[Records excerpted from a collection]
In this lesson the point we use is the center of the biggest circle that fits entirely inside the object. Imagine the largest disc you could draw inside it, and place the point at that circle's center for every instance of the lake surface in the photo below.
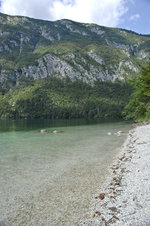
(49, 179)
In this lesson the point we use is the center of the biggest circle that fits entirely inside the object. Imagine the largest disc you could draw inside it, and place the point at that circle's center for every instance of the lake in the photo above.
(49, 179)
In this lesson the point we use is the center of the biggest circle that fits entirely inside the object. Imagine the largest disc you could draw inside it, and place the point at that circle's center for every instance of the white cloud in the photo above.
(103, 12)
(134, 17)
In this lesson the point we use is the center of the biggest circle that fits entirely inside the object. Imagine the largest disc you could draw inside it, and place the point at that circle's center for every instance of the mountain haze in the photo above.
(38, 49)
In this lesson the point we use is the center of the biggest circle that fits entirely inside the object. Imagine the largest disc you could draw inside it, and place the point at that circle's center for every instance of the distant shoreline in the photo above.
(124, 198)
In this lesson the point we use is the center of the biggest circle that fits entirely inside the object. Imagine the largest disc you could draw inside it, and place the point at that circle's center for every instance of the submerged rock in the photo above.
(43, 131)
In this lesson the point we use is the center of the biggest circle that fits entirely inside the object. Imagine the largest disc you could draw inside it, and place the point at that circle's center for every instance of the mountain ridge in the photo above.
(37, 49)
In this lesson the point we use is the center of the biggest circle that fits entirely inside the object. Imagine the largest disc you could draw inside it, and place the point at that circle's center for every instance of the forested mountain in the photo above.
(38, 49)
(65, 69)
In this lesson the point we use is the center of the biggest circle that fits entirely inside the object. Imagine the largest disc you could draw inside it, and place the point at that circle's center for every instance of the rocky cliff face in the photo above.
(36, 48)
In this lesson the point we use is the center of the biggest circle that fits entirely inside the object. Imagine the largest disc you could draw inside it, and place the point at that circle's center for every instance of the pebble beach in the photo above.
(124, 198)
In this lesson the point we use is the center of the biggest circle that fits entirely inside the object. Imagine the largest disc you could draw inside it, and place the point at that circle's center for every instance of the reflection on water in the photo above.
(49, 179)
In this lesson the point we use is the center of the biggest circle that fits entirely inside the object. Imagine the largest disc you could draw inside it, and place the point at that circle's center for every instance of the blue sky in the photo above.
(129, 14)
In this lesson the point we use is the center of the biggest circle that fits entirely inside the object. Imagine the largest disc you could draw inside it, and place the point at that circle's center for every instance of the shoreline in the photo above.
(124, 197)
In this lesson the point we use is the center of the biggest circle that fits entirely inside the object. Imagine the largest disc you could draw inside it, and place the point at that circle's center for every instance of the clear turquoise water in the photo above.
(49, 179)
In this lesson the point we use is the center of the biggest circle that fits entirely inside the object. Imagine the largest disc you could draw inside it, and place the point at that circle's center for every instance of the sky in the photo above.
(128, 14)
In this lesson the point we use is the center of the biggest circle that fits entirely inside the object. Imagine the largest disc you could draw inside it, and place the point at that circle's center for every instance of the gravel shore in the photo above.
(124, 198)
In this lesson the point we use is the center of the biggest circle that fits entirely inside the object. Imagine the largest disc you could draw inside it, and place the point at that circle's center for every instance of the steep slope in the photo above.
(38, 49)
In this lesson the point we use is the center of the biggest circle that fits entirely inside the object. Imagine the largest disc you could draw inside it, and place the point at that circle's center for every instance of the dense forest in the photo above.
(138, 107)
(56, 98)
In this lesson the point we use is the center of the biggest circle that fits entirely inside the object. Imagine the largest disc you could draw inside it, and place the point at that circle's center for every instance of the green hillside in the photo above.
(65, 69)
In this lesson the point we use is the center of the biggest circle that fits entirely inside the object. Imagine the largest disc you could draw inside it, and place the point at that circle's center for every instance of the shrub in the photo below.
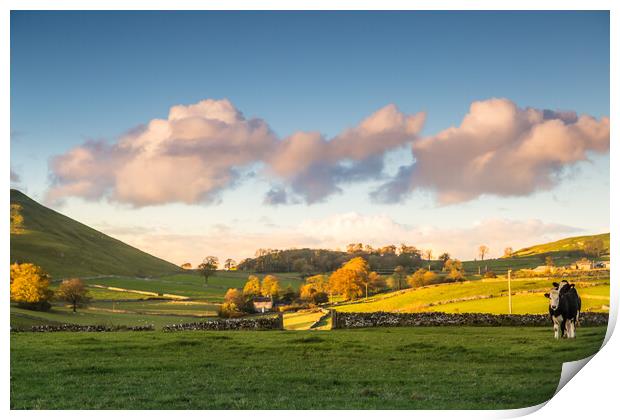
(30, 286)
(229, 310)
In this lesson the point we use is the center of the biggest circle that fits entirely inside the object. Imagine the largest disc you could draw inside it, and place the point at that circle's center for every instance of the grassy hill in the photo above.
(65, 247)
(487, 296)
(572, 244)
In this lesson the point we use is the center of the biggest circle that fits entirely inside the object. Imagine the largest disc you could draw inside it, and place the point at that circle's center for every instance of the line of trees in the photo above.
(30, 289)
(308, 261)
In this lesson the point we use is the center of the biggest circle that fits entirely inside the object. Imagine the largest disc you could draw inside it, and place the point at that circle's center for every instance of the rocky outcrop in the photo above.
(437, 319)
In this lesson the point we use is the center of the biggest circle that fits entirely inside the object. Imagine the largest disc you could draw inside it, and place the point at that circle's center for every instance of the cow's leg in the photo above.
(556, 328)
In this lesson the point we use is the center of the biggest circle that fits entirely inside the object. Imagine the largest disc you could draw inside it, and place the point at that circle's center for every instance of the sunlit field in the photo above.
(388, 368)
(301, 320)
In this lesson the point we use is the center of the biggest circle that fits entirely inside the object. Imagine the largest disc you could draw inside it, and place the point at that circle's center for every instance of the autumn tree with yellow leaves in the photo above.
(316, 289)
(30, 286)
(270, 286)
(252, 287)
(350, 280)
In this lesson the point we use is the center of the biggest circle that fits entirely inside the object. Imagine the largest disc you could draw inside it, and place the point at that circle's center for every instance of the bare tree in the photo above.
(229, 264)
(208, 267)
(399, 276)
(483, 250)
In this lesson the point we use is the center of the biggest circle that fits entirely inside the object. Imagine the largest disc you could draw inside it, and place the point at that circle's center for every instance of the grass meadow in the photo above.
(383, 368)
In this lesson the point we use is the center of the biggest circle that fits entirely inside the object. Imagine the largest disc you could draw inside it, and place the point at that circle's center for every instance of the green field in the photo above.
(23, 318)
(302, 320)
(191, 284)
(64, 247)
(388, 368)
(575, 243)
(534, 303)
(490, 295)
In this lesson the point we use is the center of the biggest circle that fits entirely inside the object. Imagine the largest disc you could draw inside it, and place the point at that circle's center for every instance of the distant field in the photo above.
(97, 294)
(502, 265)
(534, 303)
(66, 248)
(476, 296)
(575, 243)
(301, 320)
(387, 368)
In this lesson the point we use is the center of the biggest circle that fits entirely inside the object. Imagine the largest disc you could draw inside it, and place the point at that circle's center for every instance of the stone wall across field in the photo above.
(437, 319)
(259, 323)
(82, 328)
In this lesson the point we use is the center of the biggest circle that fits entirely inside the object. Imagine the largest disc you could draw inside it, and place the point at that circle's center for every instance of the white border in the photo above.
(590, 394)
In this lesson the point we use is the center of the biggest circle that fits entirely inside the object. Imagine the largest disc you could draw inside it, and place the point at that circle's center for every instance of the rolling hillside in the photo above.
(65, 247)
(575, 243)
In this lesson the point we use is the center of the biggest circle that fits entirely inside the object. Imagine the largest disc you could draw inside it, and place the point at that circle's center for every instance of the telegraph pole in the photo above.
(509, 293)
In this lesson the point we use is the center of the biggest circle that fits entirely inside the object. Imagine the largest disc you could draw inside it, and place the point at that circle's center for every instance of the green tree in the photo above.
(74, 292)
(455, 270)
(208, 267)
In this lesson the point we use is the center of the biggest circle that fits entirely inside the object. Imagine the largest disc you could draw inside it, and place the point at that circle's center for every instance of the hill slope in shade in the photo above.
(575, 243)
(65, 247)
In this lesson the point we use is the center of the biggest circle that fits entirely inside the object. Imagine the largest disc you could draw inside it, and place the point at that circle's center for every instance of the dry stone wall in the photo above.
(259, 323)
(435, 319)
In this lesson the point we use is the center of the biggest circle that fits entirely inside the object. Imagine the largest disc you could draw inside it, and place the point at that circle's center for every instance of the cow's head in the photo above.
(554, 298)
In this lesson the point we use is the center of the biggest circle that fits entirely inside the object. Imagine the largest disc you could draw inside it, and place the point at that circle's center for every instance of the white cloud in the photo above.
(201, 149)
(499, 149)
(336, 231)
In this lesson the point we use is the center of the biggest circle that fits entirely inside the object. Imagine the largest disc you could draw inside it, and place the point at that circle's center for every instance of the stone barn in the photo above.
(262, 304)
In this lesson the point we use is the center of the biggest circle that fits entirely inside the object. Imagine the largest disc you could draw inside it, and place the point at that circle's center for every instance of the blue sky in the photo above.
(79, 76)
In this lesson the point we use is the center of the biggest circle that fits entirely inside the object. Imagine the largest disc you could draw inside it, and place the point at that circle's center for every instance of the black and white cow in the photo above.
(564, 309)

» **Exercise task**:
Exactly repeat the lines from the line that contains "head in the photo above." to the end of the entries, both included, and leave out all other lines.

» **Task result**:
In this lesson the point we use is the center of the biggest circle that fits entirely inside the object. Imagine the largest disc you could draw inside it, and place the point at that circle's center for every instance of the cow's head in the photo above.
(554, 298)
In this lesson the point we use is the center of the biggest circle that fits entirely inside the object. Imagine the largest disc you could draw inside it, and place the point at that circle's center for every instance of the white cloud in the photo above.
(201, 149)
(499, 149)
(336, 231)
In this lesson the point we use is the center of the biggest circle that fits entirely inside the object. Imagine the largest disc you could draw inside it, and place the point at that circle's center for every instance of the stone barn in the photo above.
(262, 304)
In this lesson the point we use is the center of the biggest circle that fits entirely inside the object. Imagine the largest disc you could draw inside it, and place the point at that circle's center for every instance of the blue sky in the photo above.
(79, 76)
In this lesson the point we use is the center of the biggest circle that fits entirely inside the object. Imagine the largest disc you could draw inside it, and place the point at that circle's center for every instance of the black and white cow in the photo above.
(564, 309)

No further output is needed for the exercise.